= What is being asked =
Restate the records below word for word.
▬▬▬
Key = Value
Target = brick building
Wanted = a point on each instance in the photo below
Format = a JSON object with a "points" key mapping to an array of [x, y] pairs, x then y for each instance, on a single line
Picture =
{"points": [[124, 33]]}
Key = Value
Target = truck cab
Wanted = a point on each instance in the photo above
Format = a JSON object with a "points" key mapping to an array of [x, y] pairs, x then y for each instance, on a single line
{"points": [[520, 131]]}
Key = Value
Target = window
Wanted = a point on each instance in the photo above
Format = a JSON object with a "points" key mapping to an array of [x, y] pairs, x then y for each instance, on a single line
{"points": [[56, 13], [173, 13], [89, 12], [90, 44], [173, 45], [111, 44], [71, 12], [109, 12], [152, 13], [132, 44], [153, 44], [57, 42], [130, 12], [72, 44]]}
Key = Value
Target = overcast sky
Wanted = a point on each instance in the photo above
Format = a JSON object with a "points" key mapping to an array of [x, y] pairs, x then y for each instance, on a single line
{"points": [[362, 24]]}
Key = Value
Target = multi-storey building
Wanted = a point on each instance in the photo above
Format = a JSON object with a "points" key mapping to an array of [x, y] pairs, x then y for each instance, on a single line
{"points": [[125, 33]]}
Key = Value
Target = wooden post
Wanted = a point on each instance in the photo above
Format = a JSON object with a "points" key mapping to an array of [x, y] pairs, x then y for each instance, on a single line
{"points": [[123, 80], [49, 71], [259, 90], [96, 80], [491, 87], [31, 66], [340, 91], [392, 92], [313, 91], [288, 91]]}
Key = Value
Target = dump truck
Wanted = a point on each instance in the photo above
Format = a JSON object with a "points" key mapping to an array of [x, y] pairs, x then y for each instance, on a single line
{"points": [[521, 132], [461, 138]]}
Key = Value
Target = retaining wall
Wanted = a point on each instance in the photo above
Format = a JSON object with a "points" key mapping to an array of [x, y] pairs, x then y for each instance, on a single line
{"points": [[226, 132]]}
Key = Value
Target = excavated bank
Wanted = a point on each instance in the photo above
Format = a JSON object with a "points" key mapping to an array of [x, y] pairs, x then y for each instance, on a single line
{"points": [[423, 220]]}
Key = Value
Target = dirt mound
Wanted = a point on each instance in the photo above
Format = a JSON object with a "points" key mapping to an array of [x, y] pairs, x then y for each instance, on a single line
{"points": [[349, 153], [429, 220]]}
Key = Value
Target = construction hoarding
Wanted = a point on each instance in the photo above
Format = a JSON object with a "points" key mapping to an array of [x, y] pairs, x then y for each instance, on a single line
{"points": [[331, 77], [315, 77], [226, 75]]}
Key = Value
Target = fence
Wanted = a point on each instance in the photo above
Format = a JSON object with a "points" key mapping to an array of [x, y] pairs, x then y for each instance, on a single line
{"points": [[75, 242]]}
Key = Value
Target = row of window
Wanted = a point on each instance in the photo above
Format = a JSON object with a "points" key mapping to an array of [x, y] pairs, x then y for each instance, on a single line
▬▬▬
= The result =
Key = Value
Target = brick building
Wanted = a point on each instance in the photo below
Format = a JSON object with a "points" key mapping to an array of [x, y] pairs, x then y for each instance, on a single line
Picture =
{"points": [[124, 33]]}
Key = Value
Target = truck cab
Wanted = a point on each instance in the photo above
Format = a JSON object with a "points" key mapping to an array of [x, y] pairs, x then y for each instance, on a single line
{"points": [[520, 131]]}
Key = Value
Target = window
Wanted = a point on each instance in the photo above
Format = a JSON object with a "points" key mapping to an array of [x, y] pairs, x then y for each instance, on a single line
{"points": [[56, 13], [173, 13], [89, 12], [90, 44], [173, 45], [111, 44], [71, 12], [109, 12], [152, 13], [132, 44], [153, 44], [57, 42], [130, 12], [72, 44]]}
Key = Value
Target = overcast sky
Wanted = a point on each instance in the photo above
Format = a JSON object with a "points" key mapping to an array of [x, y] pairs, x then y for each instance, on a single line
{"points": [[362, 24]]}
Key = Value
Target = multi-storey building
Wanted = a point on each instance in the photo above
Format = a JSON object with a "points" key mapping to an array of [x, y] pairs, x then y for each instance, on a single line
{"points": [[125, 33]]}
Key = Value
Target = wooden post
Wanted = a point on each instance in the photo above
Format = a JSON object with a "points" key mapping to an array of [x, y] pairs, x then y for each instance, on a single line
{"points": [[123, 80], [49, 71], [259, 90], [96, 80], [491, 87], [31, 66], [340, 91], [392, 92], [313, 91], [288, 91]]}
Key = Value
Target = dump truck
Wanted = a point on each instance in the photo above
Format = a JSON object with a "points" key mapping to an array of [x, y] pairs, x then y for each instance, on a single line
{"points": [[521, 132], [461, 138]]}
Key = Value
Target = retaining wall
Wanted = a point on each instance in the photo above
Format = a JSON object with a "points" key mapping to an array of [x, y] pairs, x then y for each instance, on a single line
{"points": [[226, 132]]}
Key = Value
Target = excavated bank
Wanted = a point on each instance in the photo above
Format = a JSON object with a "points" key mapping to an array of [x, y] pairs, x then y for each instance, on a single line
{"points": [[423, 220]]}
Key = Value
Target = dirt mound
Wanted = a point on each instance in the photo above
Format = a JSON object with a "points" key mapping to an array of [x, y] pairs, x then y for each instance, on a single line
{"points": [[349, 153], [429, 220]]}
Key = Value
Target = construction hoarding
Wanted = a point on each instance in the photo above
Format = a JSON object with a "points" key mapping to an array of [x, y] pairs, x then y for each instance, on a single line
{"points": [[331, 77], [315, 77], [226, 75]]}
Key = Value
Target = fence
Wanted = a point on each instance in the photo above
Format = a JSON object with a "points" key mapping to an array of [x, y] pairs, x then y for each instance, on a single line
{"points": [[75, 242]]}
Key = Value
Target = row of window
Wanted = a point on each instance in the photo above
Format = a JSON object with a "points" key mapping to an array of [x, y] pairs, x then y for each instance, on a single line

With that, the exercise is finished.